#### SELECTION ####

Following a 14-year legal battle, the Ministry of Justice has begun compensating judicial part-timers who lost out when they were denied pensions.

Interim payments to eligible claimants are now being made pending the introduction of a statutory remedy, the department said in an update today.

The longstanding O’Brien litigation began in 2005 when Dermod O’Brien QC, a retired fee-paid judge, asked the MoJ for a retirement pension on the same basis as a full-time judge, adjusted pro rata. On being told he did not qualify, O’Brien took the MoJ to the employment tribunal, claiming retrospective parity of treatment under the Part-time Workers Regulations 2000. The MOJ argued that his service before 2000, which dated back to 1978, should not be taken into account.

O’Brien’s battle culminated in a Court of Justice of the European Union ruling in November 2018 that O’Brien’s service before April 2000 must be eligible for the purpose of calculating retirement pension entitlement.

The MoJ said today it has begun making interim payments in lieu of pension to eligible retired O’Brien claimants for their pre-7 April 2000 service. It will continue to process payments for claimants after they agree their service records for the period in question with the department’s Judicial Claims Team.

#### EXTRACTED DATA ####

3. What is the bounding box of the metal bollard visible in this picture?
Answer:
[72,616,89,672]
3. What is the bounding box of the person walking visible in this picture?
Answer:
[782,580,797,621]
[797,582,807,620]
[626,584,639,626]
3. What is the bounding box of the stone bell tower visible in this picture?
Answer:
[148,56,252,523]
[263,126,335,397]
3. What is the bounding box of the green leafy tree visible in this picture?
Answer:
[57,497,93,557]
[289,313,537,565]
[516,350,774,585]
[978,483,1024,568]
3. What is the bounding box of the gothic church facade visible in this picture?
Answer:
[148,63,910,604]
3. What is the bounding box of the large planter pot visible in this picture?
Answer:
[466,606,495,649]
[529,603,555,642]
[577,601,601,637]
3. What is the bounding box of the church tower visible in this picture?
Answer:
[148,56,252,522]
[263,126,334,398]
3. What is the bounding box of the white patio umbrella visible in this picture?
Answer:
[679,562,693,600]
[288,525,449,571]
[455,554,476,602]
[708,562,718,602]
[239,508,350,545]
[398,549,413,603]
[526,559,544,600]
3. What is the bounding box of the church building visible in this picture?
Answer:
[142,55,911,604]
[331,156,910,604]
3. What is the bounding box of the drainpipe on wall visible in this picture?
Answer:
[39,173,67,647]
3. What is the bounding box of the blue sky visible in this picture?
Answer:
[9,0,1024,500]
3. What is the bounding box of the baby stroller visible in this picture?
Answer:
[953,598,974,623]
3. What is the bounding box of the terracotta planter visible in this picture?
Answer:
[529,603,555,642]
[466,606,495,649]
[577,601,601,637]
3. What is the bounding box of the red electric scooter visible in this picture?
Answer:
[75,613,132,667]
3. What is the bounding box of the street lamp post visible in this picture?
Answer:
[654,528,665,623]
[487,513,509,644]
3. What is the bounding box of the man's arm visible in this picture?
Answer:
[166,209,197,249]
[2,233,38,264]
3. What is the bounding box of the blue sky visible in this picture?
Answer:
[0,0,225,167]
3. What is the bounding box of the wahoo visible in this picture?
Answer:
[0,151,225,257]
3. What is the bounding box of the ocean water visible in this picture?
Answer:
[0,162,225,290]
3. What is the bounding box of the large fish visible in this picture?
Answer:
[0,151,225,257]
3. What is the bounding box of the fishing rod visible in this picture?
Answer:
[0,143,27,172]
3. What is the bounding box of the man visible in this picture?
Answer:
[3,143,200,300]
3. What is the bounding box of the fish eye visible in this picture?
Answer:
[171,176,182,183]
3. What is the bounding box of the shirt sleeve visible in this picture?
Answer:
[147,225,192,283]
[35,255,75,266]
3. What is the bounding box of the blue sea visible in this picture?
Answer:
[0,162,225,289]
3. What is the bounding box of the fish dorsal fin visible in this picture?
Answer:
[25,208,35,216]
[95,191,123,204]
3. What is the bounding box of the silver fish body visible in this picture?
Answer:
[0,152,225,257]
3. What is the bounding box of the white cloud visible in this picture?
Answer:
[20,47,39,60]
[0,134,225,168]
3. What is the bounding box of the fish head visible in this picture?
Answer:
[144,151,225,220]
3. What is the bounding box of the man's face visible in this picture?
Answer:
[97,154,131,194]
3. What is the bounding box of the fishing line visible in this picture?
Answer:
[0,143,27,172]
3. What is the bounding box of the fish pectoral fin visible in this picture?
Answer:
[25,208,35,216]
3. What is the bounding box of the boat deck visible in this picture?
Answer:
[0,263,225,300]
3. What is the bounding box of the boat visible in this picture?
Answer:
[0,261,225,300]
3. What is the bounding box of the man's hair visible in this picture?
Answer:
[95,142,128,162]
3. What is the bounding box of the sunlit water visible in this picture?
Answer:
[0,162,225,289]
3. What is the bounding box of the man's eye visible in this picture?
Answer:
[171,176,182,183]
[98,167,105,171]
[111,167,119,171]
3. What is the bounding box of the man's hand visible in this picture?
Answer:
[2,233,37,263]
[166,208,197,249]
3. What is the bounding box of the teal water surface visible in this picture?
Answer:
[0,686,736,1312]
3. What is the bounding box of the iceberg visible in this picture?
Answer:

####

[STATED PROBLEM 1] Reproduce the article on judicial pensions between "Following a 14-year" and "an update today.", inclusive, substituting "legislative remedy" for "statutory remedy".
[STATED PROBLEM 2] Write the next paragraph of the article on judicial pensions, picking up after its final sentence.

[EXERCISE RESULT 1]
Following a 14-year legal battle, the Ministry of Justice has begun compensating judicial part-timers who lost out when they were denied pensions.

Interim payments to eligible claimants are now being made pending the introduction of a legislative remedy, the department said in an update today.

[EXERCISE RESULT 2]
These payments will be made pending provision of a statutory remedy to be delivered by amending the Fee-Paid Judicial Pension Scheme, a consultation on which will be launched next spring. In its annual report for 2017/18, the MoJ estimated the cost of compensating the O’Brien claimants to be up to £750m.

The MoJ also delivered an initial response in the case of Miller and others v Ministry of Justice, upon which the Supreme Court ruled this month. This concerned four judges with ‘portfolio’ careers in full-time and part-time roles and without formal contracts of employment seeking equal pensions treatment. The MoJ said it has accepted that judges in a like position to the Miller appellants should have previous fee-paid service included in their pension calculation.